*Tâche courte*
Dans l’entretien sur les femmes dans la voile, renvoyez sans aucune modification le passage allant de « Si de belles » jusqu’à « dans le nautisme. ».

*Texte fourni*
+ + + + +

Si de belles performances ont aussi été obtenues par Karine Fauconnier, Ellen MacArthur ou tout récemment Justine Mettraux, Dona Bertarelli est la seconde femme qui parvient à s’imposer en 2010, avec un équipage en majorité féminin, devant l’armada masculine sur le D35 Ladycat. Elle nous livre son regard sur l’évolution de ces 20 dernières années.
Texte : Carinne Bertola
Quelles ont été les principales difficultés en tant que femme pour réaliser un exploit, tel que la victoire du Bol d’Or Mirabaud en 2010 ?
J’ai grandi à une époque où les femmes dans le milieu de la voile étaient presque vues comme des curiosités. Les choses ont commencé à évoluer ces 20 dernières années mais on ne va pas se mentir, les navigatrices restent une grande minorité et les préjugés vont encore bon train quant à la place de la femme dans le nautisme.

+ + + + +

*Enregistrements de pointage d’objets nommés*
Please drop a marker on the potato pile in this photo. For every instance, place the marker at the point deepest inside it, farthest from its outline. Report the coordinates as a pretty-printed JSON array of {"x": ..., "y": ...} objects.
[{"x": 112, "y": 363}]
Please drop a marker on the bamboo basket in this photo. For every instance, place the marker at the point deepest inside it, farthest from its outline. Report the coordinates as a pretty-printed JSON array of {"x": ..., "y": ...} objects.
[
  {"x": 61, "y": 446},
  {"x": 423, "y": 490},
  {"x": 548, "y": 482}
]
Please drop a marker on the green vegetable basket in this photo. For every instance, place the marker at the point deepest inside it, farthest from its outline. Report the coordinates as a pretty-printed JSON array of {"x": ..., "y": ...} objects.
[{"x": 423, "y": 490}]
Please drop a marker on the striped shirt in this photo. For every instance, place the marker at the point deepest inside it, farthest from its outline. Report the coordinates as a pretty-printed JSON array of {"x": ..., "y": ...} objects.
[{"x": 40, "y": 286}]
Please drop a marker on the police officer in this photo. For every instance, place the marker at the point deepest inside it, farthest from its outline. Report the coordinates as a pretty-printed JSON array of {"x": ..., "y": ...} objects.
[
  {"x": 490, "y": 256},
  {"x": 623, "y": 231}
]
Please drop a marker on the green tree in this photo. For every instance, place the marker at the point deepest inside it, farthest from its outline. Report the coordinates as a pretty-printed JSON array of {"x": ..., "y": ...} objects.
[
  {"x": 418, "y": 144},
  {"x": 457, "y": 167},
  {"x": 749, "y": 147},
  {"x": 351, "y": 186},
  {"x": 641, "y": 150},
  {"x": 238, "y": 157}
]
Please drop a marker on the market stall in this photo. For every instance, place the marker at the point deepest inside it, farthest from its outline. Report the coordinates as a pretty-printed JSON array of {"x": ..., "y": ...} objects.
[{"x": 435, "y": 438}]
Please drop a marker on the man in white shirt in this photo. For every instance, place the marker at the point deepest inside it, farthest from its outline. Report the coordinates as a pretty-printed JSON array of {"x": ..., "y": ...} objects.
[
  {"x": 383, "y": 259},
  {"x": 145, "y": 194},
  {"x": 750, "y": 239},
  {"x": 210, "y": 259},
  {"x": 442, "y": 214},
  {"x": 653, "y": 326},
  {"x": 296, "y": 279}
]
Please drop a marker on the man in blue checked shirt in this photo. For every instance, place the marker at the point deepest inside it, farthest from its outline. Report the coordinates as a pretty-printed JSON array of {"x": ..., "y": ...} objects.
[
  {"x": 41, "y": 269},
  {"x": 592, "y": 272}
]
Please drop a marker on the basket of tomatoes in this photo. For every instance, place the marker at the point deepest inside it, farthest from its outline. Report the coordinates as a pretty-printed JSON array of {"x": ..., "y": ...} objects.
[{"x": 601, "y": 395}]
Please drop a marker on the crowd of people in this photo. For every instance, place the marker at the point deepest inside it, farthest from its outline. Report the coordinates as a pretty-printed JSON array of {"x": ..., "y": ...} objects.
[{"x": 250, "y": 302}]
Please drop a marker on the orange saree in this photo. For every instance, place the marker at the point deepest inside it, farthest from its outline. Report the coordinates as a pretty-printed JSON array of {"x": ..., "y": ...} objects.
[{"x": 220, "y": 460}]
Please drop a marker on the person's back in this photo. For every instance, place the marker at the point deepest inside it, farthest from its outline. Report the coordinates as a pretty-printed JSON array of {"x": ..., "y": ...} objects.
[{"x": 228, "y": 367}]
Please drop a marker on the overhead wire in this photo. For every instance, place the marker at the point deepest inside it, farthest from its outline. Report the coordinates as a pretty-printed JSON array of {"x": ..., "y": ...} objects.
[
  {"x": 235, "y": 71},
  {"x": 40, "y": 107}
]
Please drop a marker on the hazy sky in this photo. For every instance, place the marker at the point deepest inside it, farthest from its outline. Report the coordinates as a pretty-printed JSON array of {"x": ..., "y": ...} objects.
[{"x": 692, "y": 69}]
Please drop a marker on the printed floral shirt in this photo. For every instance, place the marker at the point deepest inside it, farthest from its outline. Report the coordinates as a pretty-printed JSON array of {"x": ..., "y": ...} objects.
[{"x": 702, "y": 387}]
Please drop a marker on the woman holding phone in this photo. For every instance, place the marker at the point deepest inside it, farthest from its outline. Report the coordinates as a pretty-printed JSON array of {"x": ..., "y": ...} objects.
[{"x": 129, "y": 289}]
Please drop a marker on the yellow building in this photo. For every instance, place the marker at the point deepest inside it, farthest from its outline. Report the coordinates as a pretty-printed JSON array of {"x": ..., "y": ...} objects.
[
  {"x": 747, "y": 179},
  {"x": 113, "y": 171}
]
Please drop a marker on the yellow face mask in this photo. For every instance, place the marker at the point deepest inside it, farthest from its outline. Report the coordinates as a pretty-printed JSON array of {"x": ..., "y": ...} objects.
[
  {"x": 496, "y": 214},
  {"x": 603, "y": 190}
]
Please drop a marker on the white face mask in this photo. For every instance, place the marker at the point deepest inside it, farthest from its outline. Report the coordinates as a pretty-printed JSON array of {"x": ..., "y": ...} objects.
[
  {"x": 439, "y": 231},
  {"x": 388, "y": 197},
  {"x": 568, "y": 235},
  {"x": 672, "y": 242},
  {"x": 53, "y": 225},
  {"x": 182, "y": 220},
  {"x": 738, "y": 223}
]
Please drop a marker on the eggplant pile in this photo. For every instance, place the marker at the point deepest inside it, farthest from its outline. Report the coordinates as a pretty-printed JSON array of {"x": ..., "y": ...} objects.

+ + + + +

*Réponse attendue*
Si de belles performances ont aussi été obtenues par Karine Fauconnier, Ellen MacArthur ou tout récemment Justine Mettraux, Dona Bertarelli est la seconde femme qui parvient à s’imposer en 2010, avec un équipage en majorité féminin, devant l’armada masculine sur le D35 Ladycat. Elle nous livre son regard sur l’évolution de ces 20 dernières années.
Texte : Carinne Bertola
Quelles ont été les principales difficultés en tant que femme pour réaliser un exploit, tel que la victoire du Bol d’Or Mirabaud en 2010 ?
J’ai grandi à une époque où les femmes dans le milieu de la voile étaient presque vues comme des curiosités. Les choses ont commencé à évoluer ces 20 dernières années mais on ne va pas se mentir, les navigatrices restent une grande minorité et les préjugés vont encore bon train quant à la place de la femme dans le nautisme.